__READING TEXT__.

All quotations are taken from the King James Version (KJV), which is in the public domain. The name YaHoWaH (YHWH) has been restored in place of LORD throughout this teaching.
This Teaching Will Challenge You
If you grew up in a Christian church, you were more than likely taught that Jesus is God. You said it in prayers. You sang it in songs. You heard it from the pulpit every Sunday. For many, it was not a question. It was the foundation.
This teaching is going to ask you to do something difficult. It is going to ask you to set aside what you were taught and look at what YaHoWaH, the Creator, actually said.
YaHoWaH said His word does not return to Him without doing what He sent it to do. That means the truth is in the text. Not in tradition. Not in what a pastor said. Not in what a church voted on. In the text.
We are not asking you to stop believing in the Creator. We are not asking you to walk away from everything. We are asking one question: Is Jesus God? Let us look at what YaHoWaH Himself says about that question.

Records from a dataset:
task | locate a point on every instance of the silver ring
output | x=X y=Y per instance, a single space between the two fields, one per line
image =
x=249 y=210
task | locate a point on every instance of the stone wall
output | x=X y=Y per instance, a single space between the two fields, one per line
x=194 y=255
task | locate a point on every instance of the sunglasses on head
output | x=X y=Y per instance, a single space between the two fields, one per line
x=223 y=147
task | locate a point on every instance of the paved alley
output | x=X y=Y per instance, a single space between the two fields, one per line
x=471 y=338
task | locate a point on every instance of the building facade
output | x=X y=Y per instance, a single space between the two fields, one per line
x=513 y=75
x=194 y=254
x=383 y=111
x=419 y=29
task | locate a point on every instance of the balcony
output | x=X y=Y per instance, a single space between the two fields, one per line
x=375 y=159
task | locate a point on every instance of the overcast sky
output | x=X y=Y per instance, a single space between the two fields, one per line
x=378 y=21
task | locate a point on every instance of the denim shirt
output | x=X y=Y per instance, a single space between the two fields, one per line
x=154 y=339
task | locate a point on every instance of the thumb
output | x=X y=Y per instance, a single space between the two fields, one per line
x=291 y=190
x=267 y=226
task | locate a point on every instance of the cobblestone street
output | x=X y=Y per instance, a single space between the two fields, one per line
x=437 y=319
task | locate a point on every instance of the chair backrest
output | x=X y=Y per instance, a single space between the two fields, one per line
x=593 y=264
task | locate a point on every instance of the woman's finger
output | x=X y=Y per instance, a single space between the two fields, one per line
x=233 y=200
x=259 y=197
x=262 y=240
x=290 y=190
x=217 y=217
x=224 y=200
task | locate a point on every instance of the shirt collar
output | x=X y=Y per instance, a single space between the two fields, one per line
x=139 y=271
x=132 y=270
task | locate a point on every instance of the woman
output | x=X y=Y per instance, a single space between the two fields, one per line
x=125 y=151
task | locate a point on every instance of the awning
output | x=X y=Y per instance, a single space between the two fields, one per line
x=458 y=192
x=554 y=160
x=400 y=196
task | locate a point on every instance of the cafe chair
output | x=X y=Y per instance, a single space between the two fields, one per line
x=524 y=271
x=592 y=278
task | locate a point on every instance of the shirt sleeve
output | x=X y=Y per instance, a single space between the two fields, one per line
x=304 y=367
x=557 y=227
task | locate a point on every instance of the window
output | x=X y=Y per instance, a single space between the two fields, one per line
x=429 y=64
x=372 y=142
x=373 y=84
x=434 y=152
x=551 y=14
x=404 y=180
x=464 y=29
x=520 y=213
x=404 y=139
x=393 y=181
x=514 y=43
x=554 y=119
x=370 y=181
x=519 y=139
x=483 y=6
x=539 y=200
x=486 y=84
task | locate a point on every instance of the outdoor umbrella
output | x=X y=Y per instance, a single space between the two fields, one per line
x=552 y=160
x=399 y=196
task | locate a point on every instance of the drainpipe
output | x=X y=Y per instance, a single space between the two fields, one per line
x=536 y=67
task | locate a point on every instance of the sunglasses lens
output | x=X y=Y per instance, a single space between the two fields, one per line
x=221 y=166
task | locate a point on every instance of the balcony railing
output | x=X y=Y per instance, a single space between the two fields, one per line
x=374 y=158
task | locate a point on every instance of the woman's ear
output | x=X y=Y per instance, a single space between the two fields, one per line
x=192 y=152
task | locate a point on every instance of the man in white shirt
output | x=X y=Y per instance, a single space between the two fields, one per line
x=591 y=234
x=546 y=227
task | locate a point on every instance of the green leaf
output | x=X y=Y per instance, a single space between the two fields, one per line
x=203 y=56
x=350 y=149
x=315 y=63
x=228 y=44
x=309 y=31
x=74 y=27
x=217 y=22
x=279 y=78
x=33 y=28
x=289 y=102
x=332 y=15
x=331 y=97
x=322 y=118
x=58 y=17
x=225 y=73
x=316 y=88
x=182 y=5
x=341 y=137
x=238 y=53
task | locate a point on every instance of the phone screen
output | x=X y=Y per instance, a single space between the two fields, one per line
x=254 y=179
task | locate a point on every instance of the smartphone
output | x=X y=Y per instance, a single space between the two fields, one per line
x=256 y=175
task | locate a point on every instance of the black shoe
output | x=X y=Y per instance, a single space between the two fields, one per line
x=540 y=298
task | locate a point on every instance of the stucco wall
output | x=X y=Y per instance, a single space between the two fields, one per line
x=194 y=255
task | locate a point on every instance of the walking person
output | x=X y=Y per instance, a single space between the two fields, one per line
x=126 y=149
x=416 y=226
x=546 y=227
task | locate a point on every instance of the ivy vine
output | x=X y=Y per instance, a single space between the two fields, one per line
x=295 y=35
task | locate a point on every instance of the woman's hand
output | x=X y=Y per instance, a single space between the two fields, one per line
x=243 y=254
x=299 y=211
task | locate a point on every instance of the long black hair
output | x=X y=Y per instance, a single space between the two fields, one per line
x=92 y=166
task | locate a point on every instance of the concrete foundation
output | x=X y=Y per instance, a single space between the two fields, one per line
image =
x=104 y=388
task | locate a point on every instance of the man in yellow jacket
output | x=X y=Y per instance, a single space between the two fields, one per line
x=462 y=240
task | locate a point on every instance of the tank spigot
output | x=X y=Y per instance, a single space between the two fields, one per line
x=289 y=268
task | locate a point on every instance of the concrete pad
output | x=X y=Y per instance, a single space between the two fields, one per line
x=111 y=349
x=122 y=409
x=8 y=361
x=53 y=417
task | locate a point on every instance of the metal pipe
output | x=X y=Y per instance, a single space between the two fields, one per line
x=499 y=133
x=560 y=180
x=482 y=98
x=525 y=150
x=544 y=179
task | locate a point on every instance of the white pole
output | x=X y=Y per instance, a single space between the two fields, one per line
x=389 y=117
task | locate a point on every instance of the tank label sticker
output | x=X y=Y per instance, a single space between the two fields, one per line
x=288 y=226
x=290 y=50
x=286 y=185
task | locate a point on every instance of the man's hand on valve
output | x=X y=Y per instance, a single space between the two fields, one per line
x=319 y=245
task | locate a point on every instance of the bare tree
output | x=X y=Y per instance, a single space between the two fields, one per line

__EXERCISES__.
**1.** Transcribe everything in the teaching on whether Jesus is God from "All quotations are" down to "Creator, actually said.".
**2.** Filter the records and write out each line that contains the string "shirt".

__SOLVED TASKS__.
**1.**
All quotations are taken from the King James Version (KJV), which is in the public domain. The name YaHoWaH (YHWH) has been restored in place of LORD throughout this teaching.
This Teaching Will Challenge You
If you grew up in a Christian church, you were more than likely taught that Jesus is God. You said it in prayers. You sang it in songs. You heard it from the pulpit every Sunday. For many, it was not a question. It was the foundation.
This teaching is going to ask you to do something difficult. It is going to ask you to set aside what you were taught and look at what YaHoWaH, the Creator, actually said.

**2.**
task | locate a point on every instance of the denim shirt
task | locate a point on every instance of the shirt collar
task | locate a point on every instance of the shirt sleeve
task | locate a point on every instance of the man in white shirt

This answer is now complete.